*Provided records*.
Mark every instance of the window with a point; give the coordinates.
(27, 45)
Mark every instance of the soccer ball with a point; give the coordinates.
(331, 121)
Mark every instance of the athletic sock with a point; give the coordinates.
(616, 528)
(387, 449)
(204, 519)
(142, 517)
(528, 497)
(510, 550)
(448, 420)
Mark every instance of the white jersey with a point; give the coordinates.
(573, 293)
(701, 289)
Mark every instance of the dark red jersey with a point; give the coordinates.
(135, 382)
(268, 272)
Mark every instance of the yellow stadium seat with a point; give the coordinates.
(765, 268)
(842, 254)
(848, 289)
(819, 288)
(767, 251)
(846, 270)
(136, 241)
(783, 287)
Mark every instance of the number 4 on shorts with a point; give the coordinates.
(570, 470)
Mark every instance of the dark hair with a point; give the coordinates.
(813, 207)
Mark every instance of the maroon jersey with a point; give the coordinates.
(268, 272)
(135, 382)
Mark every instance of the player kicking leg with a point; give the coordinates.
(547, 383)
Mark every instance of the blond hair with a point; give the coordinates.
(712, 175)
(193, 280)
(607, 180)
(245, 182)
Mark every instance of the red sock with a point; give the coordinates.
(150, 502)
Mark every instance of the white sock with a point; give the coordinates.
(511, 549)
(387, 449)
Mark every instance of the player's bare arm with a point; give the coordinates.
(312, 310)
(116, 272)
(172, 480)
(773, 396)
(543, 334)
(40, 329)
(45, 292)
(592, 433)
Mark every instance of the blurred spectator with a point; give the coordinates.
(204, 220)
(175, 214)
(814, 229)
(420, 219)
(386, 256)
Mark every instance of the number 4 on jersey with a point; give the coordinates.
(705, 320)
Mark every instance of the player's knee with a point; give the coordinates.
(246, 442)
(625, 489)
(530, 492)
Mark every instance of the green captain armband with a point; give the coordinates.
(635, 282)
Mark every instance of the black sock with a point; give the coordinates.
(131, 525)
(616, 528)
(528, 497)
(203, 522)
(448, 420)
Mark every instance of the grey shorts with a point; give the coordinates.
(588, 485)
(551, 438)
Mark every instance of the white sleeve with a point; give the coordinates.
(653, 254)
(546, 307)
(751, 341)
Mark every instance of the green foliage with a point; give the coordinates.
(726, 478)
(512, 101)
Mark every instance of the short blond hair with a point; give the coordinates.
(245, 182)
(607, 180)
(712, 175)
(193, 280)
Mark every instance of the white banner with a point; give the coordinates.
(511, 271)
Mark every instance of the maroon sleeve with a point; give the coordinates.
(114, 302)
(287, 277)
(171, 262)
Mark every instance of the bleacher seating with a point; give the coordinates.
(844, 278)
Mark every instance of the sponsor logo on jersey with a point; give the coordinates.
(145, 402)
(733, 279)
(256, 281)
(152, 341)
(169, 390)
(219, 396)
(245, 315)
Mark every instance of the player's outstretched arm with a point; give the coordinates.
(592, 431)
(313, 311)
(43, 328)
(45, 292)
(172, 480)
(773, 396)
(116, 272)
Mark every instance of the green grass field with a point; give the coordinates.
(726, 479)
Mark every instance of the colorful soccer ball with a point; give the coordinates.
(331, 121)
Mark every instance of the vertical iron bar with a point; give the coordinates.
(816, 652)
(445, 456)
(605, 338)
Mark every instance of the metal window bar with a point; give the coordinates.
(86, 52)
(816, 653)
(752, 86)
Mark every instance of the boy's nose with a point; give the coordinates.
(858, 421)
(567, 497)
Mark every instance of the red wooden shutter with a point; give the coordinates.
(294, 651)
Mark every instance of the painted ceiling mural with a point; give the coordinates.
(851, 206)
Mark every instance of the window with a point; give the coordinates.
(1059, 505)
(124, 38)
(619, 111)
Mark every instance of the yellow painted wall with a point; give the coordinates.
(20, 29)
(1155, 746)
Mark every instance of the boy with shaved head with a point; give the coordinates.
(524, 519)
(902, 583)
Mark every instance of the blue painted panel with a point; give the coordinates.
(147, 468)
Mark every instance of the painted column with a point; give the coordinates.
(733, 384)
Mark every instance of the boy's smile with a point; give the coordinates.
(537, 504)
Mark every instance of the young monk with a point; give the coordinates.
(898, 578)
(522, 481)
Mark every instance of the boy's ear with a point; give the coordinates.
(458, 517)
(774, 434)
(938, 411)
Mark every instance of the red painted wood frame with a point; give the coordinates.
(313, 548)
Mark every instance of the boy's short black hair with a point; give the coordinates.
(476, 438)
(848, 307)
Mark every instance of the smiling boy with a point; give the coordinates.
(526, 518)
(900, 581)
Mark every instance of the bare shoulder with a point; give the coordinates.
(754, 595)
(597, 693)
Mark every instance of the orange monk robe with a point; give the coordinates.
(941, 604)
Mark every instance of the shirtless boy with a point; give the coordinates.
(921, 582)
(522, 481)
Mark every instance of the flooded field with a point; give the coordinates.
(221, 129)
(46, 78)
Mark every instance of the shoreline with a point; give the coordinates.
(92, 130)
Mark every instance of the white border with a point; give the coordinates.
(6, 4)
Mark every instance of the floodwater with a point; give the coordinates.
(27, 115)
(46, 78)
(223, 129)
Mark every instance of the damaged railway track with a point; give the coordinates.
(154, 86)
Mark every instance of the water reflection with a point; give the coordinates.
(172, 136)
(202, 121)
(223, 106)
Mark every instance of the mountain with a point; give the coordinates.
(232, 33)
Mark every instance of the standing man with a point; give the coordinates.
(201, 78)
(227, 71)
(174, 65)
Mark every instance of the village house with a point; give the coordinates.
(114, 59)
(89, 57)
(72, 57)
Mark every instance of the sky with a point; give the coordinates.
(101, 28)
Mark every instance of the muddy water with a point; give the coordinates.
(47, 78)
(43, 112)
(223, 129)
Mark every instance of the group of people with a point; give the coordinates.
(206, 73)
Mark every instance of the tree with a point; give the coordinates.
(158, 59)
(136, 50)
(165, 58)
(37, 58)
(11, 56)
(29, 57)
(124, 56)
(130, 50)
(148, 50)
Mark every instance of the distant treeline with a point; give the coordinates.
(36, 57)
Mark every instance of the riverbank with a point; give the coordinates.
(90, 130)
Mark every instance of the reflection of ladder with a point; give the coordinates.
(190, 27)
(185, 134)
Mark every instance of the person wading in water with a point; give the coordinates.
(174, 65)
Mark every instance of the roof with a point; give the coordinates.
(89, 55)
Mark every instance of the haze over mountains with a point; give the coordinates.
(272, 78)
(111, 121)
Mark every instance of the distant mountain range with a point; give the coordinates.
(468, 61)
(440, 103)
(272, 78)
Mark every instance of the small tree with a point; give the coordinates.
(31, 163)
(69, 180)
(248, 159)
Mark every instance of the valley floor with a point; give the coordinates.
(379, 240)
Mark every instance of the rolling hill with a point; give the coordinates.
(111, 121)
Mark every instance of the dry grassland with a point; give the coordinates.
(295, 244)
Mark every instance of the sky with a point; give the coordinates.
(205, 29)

*Aim of the task*. Reproduce each of the items above verbatim, keeping every character unchanged.

*Exercise solution*.
Mark every instance of the window with a point; give the coordinates.
(27, 45)
Mark every instance of the soccer ball with a point; give the coordinates.
(331, 121)
Mark every instance of the athletic sock with a point; give the coordinates.
(616, 528)
(387, 449)
(204, 519)
(142, 517)
(528, 497)
(510, 550)
(448, 420)
Mark every instance of the white jersey with a point; give the coordinates.
(573, 293)
(701, 289)
Mark every instance of the dark red jersey with a point; give the coordinates.
(135, 382)
(268, 272)
Mark every instance of the yellow stadium seat with a point; give the coordinates.
(765, 268)
(842, 254)
(848, 289)
(819, 288)
(767, 251)
(846, 270)
(136, 241)
(783, 287)
Mark every instance of the number 4 on shorts with a point; give the coordinates.
(570, 470)
Mark every instance of the dark hair with a point; give the coordinates.
(813, 207)
Mark every instance of the maroon jersey with a point; give the coordinates.
(268, 272)
(135, 382)
Mark every instance of the player kicking leg with a point; give the coordinates.
(547, 383)
Mark every instance of the blond hair with a point; give the coordinates.
(712, 175)
(193, 280)
(607, 180)
(245, 182)
Mark every instance of the red sock with a point; give the coordinates.
(150, 502)
Mark every instance of the white sock with a point; give the coordinates.
(511, 549)
(387, 449)
Mark every instance of the player's bare arm with a point; give the coordinates.
(312, 310)
(116, 272)
(172, 480)
(773, 396)
(543, 334)
(40, 329)
(45, 292)
(592, 433)
Mark every instance of the blurred spectator with a point; give the coordinates.
(204, 220)
(175, 214)
(814, 229)
(420, 219)
(386, 256)
Mark every instance of the number 4 on jersey with a point; give the coordinates.
(705, 320)
Mark every instance of the player's knee with a point; give the coordinates.
(246, 442)
(625, 489)
(530, 492)
Mark every instance of the green captain armband with a point; give the coordinates.
(635, 282)
Mark every instance of the black sock with a point; give the coordinates.
(131, 525)
(616, 528)
(528, 497)
(203, 522)
(448, 420)
Mark every instance of the grey shorts with a point; give the coordinates.
(588, 485)
(551, 438)
Mark every instance of the white sleeve with a point; give the coordinates.
(653, 254)
(546, 307)
(751, 341)
Mark every instance of the green foliage with a point; give the coordinates.
(726, 478)
(512, 101)
Mark every instance of the short blond hair with a point; give the coordinates.
(245, 182)
(607, 180)
(712, 175)
(193, 280)
Mark every instance of the white banner with a point; give the coordinates.
(511, 271)
Mark every instance of the maroon sleeve with a point; give the coordinates.
(114, 302)
(287, 277)
(171, 262)
Mark every instance of the bleacher seating with a point; give the coordinates.
(844, 278)
Mark every instance of the sponsor logo on jersey with a point; give the coordinates.
(145, 402)
(733, 279)
(256, 281)
(152, 341)
(169, 390)
(219, 396)
(245, 315)
Mark every instance of the player's outstretched arm with a point; give the coordinates.
(592, 431)
(313, 311)
(43, 328)
(45, 292)
(172, 480)
(773, 396)
(116, 272)
Mark every instance of the green grass field with a point; give the coordinates.
(726, 479)
Mark every instance of the colorful soccer ball with a point; give the coordinates.
(331, 121)
Mark every instance of the vertical iron bar with a point; give the coordinates.
(816, 652)
(445, 456)
(605, 338)
Mark every instance of the metal window bar with a point; give the coordinates.
(86, 52)
(816, 653)
(752, 86)
Mark every instance of the boy's nose with a point; give the coordinates.
(858, 421)
(567, 497)
Mark every instance of the red wooden shutter with a point; give the coordinates.
(294, 651)
Mark every instance of the painted ceiling mural with a point; give the coordinates.
(851, 206)
Mark every instance of the window with a point; give the coordinates.
(1059, 505)
(124, 38)
(619, 111)
Mark every instance of the yellow painted wall with a point; give the coordinates.
(20, 29)
(1155, 746)
Mark every instance of the boy with shaved head with a point; give the coordinates.
(524, 519)
(902, 583)
Mark every instance of the blue painted panel with a point; give the coordinates.
(147, 468)
Mark every instance of the painted column with a point; give the coordinates.
(733, 384)
Mark every instance of the boy's smile with a point; give the coordinates.
(537, 504)
Mark every instance of the young monk with a point; give the coordinates.
(898, 578)
(522, 481)
Mark every instance of the boy's ear with a point; give the coordinates.
(458, 517)
(774, 434)
(938, 411)
Mark every instance of the red painted wood frame with a point; give the coordinates.
(313, 548)
Mark every instance of the boy's short black hair with a point; give the coordinates.
(476, 438)
(848, 307)
Mark every instance of the smiling boy with a point; give the coordinates.
(526, 518)
(900, 581)
Mark every instance of the bare shoulder with a point; give the coordinates.
(754, 595)
(597, 693)
Mark every instance of the orange monk robe with a point; give the coordinates.
(941, 604)
Mark every instance of the shirtless boy with a point; give the coordinates.
(921, 582)
(522, 481)
Mark every instance of the flooded field with a point; give the coordinates.
(221, 129)
(46, 78)
Mark every instance of the shoreline with a point; give the coordinates.
(92, 130)
Mark every instance of the white border with a point; give the coordinates.
(6, 4)
Mark every instance of the floodwater with a point; give the coordinates.
(27, 115)
(46, 78)
(223, 129)
Mark every instance of the damaged railway track with a point; give the coordinates.
(154, 86)
Mark every instance of the water reflection with a point; give the coordinates.
(172, 136)
(202, 121)
(223, 106)
Mark every instance of the mountain with a point; give the coordinates.
(232, 33)
Mark every instance of the standing man with a point; give the coordinates.
(201, 78)
(227, 71)
(174, 65)
Mark every instance of the village house with a point; give the coordinates.
(114, 59)
(89, 57)
(72, 57)
Mark every instance of the sky with a point; give the coordinates.
(101, 28)
Mark every instance of the muddy water with a point; give the coordinates.
(47, 78)
(43, 112)
(223, 129)
Mark every instance of the group of people with a point; give the coordinates.
(206, 73)
Mark every instance of the tree with a point; give the coordinates.
(158, 59)
(136, 50)
(165, 58)
(37, 58)
(11, 56)
(29, 57)
(124, 56)
(130, 50)
(148, 50)
Mark every instance of the distant treeline with a point; give the coordinates.
(36, 57)
Mark every instance of the riverbank with a point; give the coordinates.
(90, 130)
Mark every instance of the reflection of ladder with a point; give the coordinates.
(190, 27)
(185, 134)
Mark every instance of the person wading in water with a point; give the coordinates.
(174, 65)
Mark every instance of the roof with a point; give the coordinates.
(89, 55)
Mark every instance of the haze over mountains with a point; give the coordinates.
(272, 78)
(111, 121)
Mark every instance of the distant mountain range with a point; give the coordinates.
(468, 61)
(440, 103)
(272, 78)
Mark every instance of the small tree with a point; give the coordinates.
(31, 163)
(69, 180)
(248, 159)
Mark every instance of the valley floor with a point; give the coordinates.
(379, 240)
Mark every instance of the rolling hill with a point; give the coordinates.
(111, 121)
Mark every instance of the dry grassland with a point; give the coordinates.
(295, 244)
Mark every instance of the sky with a point; give the coordinates.
(205, 29)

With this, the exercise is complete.